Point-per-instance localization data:
+ + + + + + +

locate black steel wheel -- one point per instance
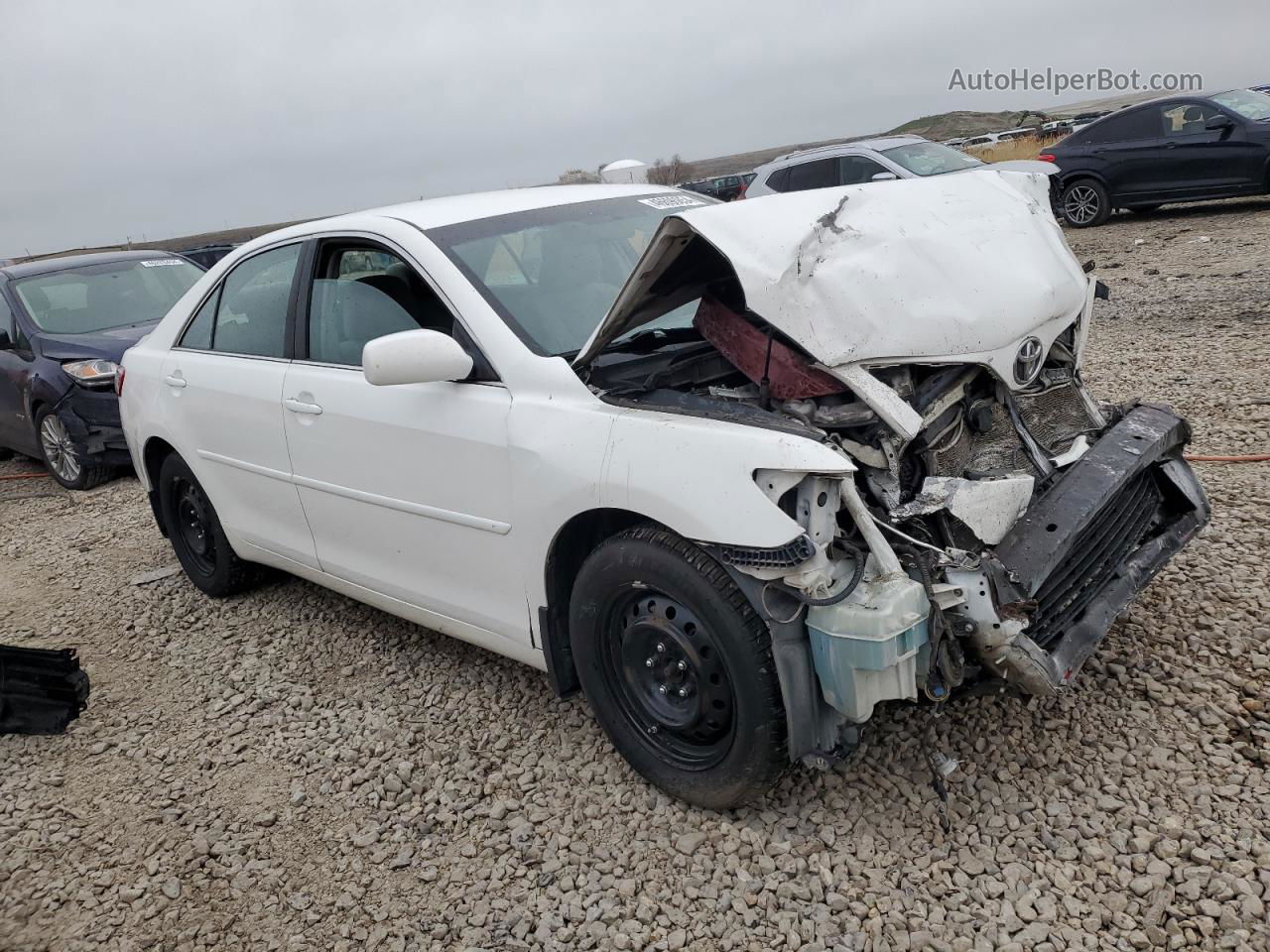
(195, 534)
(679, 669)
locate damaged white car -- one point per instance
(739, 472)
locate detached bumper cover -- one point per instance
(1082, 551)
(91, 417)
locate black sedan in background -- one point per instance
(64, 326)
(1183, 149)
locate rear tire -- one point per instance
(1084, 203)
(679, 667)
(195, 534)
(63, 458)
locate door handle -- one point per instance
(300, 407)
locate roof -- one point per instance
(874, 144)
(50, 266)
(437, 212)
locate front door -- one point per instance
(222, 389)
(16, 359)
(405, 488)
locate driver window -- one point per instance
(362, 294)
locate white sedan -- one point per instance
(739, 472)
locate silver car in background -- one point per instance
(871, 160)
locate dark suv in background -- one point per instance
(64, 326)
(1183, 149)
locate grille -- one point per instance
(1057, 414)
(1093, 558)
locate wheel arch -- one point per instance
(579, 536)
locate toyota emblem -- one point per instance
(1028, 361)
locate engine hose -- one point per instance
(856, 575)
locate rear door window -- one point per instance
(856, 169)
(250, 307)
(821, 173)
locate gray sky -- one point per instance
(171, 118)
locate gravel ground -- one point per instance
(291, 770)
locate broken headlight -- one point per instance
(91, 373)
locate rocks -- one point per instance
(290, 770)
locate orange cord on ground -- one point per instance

+ + + + + + +

*What is needed*. Here the job is to print all the entries above exactly, minus the images.

*Response*.
locate black steel wheel -- one point per instance
(195, 534)
(679, 669)
locate damaged white car -- one point per instance
(739, 472)
locate detached bumper cover -- one point per instance
(1082, 551)
(91, 417)
locate black sedan in background -- one point per instance
(64, 326)
(1183, 149)
locate rear tire -- one point per instance
(1084, 203)
(679, 667)
(195, 534)
(63, 458)
locate door handle -- one point per instance
(300, 407)
locate roof -- one point per instance
(874, 144)
(50, 266)
(437, 212)
locate front door -- one point per instance
(222, 389)
(16, 359)
(405, 488)
locate driver window -- one point per instance
(362, 294)
locate white sedan -- one point per instance
(739, 472)
locate silver car in background -- one point per instance
(871, 160)
locate dark suv in background -- one point per instance
(64, 326)
(1183, 149)
locate grille -- one point per instance
(1057, 414)
(1093, 558)
locate wheel arch -- one point per instance
(579, 536)
locate toyota emblem -- one point per instance
(1028, 361)
locate engine hose -- one point per instance
(856, 575)
locate rear door window -- one point per instance
(856, 169)
(250, 307)
(821, 173)
locate gray sky -- one point per instance
(171, 118)
locate gravel ground -- one point per instance
(291, 770)
locate broken headlight -- one point per instance
(91, 373)
locate rocks -- one point per instance
(290, 770)
locate orange cord on ground -- one point per instance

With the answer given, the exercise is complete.